[Records from a dataset]

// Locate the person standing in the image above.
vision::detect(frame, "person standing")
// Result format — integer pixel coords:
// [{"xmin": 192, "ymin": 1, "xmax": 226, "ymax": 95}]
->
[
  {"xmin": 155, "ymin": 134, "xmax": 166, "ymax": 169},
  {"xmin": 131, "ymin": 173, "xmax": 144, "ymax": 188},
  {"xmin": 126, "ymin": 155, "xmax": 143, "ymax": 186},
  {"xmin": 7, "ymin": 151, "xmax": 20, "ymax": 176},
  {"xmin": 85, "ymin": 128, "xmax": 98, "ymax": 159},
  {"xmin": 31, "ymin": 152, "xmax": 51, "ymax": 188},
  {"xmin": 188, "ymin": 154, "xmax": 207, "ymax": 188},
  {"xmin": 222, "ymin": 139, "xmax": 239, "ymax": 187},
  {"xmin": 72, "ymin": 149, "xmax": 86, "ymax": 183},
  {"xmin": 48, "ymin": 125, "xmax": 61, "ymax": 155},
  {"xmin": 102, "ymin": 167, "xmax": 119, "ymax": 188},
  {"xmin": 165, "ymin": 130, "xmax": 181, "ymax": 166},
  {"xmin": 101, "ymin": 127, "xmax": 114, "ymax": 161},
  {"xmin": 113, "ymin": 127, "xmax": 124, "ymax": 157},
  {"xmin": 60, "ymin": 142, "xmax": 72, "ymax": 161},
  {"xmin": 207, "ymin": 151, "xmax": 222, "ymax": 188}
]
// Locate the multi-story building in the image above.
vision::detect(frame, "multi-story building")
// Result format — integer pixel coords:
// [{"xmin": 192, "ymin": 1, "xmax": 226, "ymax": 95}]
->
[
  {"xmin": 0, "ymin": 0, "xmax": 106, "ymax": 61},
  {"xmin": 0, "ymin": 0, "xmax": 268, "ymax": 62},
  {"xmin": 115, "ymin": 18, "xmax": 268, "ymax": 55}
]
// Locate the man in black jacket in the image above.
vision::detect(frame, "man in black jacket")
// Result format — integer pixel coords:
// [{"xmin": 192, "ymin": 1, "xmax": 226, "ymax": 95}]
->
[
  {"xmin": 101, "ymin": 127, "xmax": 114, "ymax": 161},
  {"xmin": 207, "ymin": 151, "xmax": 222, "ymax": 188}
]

What is needed => Copy out the data shown above without altering anything.

The reply =>
// Locate the person standing in the image above.
vision::detect(frame, "person standing")
// Result format — integer pixel coords:
// [{"xmin": 192, "ymin": 1, "xmax": 226, "ymax": 95}]
->
[
  {"xmin": 155, "ymin": 134, "xmax": 166, "ymax": 169},
  {"xmin": 131, "ymin": 173, "xmax": 144, "ymax": 188},
  {"xmin": 126, "ymin": 155, "xmax": 143, "ymax": 186},
  {"xmin": 7, "ymin": 151, "xmax": 20, "ymax": 176},
  {"xmin": 85, "ymin": 128, "xmax": 98, "ymax": 159},
  {"xmin": 31, "ymin": 152, "xmax": 51, "ymax": 188},
  {"xmin": 188, "ymin": 154, "xmax": 207, "ymax": 188},
  {"xmin": 222, "ymin": 139, "xmax": 239, "ymax": 187},
  {"xmin": 72, "ymin": 149, "xmax": 86, "ymax": 183},
  {"xmin": 48, "ymin": 125, "xmax": 61, "ymax": 155},
  {"xmin": 102, "ymin": 167, "xmax": 119, "ymax": 188},
  {"xmin": 165, "ymin": 130, "xmax": 181, "ymax": 166},
  {"xmin": 101, "ymin": 127, "xmax": 114, "ymax": 161},
  {"xmin": 113, "ymin": 127, "xmax": 124, "ymax": 157},
  {"xmin": 60, "ymin": 142, "xmax": 72, "ymax": 161},
  {"xmin": 207, "ymin": 151, "xmax": 222, "ymax": 188}
]
// Locate the multi-story building in the image above.
vision::detect(frame, "multi-story building")
// Result format — integer pixel coords:
// [{"xmin": 192, "ymin": 1, "xmax": 226, "ymax": 95}]
->
[
  {"xmin": 0, "ymin": 0, "xmax": 106, "ymax": 61},
  {"xmin": 0, "ymin": 0, "xmax": 268, "ymax": 62},
  {"xmin": 115, "ymin": 18, "xmax": 268, "ymax": 55}
]
// Locate the man in black jacket in the image above.
vision::detect(frame, "man in black jacket")
// Result format — integer pixel coords:
// [{"xmin": 192, "ymin": 1, "xmax": 226, "ymax": 95}]
->
[
  {"xmin": 101, "ymin": 127, "xmax": 114, "ymax": 161},
  {"xmin": 207, "ymin": 151, "xmax": 222, "ymax": 188}
]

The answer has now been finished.